• _Extracted material_
........

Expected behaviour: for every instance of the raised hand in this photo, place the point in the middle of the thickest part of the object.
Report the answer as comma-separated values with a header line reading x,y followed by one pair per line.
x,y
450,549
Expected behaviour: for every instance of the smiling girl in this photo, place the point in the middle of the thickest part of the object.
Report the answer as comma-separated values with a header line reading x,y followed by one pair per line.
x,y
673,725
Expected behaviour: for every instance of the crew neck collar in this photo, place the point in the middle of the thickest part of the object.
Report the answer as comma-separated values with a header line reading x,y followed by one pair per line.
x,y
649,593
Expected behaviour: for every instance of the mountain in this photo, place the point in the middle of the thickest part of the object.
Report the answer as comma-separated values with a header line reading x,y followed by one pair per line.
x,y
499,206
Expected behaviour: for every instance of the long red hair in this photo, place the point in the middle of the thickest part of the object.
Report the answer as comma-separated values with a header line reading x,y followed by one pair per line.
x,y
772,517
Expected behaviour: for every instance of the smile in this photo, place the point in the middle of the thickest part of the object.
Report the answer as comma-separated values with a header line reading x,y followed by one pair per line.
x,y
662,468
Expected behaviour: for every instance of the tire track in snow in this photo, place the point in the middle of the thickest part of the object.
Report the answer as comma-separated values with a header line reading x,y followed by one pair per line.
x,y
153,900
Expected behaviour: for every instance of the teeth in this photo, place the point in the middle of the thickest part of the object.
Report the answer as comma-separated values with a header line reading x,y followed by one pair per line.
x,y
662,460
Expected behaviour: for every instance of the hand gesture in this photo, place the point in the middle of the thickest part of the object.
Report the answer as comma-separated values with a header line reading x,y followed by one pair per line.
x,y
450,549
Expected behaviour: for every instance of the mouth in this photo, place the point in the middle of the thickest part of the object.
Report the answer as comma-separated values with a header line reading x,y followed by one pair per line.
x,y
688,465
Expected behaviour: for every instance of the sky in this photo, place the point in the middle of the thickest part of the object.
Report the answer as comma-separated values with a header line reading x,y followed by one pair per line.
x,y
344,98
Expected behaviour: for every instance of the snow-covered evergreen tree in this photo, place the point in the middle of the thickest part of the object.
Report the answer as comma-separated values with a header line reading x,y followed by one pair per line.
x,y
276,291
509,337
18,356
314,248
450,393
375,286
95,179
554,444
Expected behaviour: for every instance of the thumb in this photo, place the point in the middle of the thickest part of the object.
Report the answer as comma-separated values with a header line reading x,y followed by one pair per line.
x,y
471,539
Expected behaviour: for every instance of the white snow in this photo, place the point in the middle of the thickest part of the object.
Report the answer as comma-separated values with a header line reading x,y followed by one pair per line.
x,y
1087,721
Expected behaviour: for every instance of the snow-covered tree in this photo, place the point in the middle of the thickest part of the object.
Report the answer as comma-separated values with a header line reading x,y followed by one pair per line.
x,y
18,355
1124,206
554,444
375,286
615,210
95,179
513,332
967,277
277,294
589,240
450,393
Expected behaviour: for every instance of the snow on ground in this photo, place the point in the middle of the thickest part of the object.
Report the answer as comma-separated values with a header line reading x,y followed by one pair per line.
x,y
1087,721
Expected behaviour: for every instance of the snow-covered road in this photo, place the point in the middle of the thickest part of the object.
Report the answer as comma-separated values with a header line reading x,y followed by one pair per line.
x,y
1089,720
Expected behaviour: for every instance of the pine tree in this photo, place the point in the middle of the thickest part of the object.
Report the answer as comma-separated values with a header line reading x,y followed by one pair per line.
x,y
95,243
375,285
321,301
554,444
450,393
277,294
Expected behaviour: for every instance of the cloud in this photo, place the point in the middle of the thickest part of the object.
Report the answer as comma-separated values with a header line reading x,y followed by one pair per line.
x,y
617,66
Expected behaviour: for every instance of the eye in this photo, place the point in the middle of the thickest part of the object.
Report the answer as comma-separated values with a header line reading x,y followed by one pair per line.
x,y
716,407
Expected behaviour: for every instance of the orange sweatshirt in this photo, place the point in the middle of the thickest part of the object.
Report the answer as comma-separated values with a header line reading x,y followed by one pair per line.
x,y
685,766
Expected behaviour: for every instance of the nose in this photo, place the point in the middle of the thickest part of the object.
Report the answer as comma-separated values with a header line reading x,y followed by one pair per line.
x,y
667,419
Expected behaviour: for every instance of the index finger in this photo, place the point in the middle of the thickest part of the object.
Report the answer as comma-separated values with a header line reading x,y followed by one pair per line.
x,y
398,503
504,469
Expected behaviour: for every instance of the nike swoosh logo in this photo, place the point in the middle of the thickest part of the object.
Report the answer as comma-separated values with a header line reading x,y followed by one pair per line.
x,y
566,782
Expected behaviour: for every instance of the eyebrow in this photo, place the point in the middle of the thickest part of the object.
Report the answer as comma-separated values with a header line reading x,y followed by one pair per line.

........

• _Your objective_
Start at the line with "Expected behaviour: for every instance of the cloud" and stop at the end of the records. Write those lines out exactly and add nothing.

• _Your solution_
Expected behaviour: for every instance of the cloud in this photo, place the point in the middle of the thickest part of the object.
Report the answer as comma-separated values with a header line reading x,y followed by one pair per line.
x,y
617,66
Expected behaviour: for every instance of the eye in this photo, place the point in the middle of the thickest part of the object.
Report the answer as comma-separated values with a header line reading x,y followed by one pair per line.
x,y
716,407
Expected behaviour: for every instance of the orange sweatshirt in this photo, place the point in the middle of the thickest part of the object.
Report the answer as comma-separated values with a header line reading x,y followed by one pair per line.
x,y
685,766
Expected behaviour: for every instance of the nose in this photo, place the point in the middle of the thickest part of the object.
Report the answer as comma-separated values with a header line reading x,y followed by one pair per line.
x,y
667,419
Expected behaviour: for every instance of the index finger in this photo, place the point in the middle of the thickest part of the object.
Report the answer as comma-separated values with a header line reading x,y followed by one pair per line.
x,y
398,503
504,469
Expected behaviour: for every instance of the nike swoosh logo in this photo, place the point in the middle of the thickest part of the object.
Report the answer as comma-separated values with a header line reading x,y followed by one pair per line.
x,y
566,782
Expected behaviour: for every instance of the eyebrow in this photo, place the point in the middle of the thickest part of the object.
Report the answer as comma-separated values with a header line reading x,y followed by one pair per line.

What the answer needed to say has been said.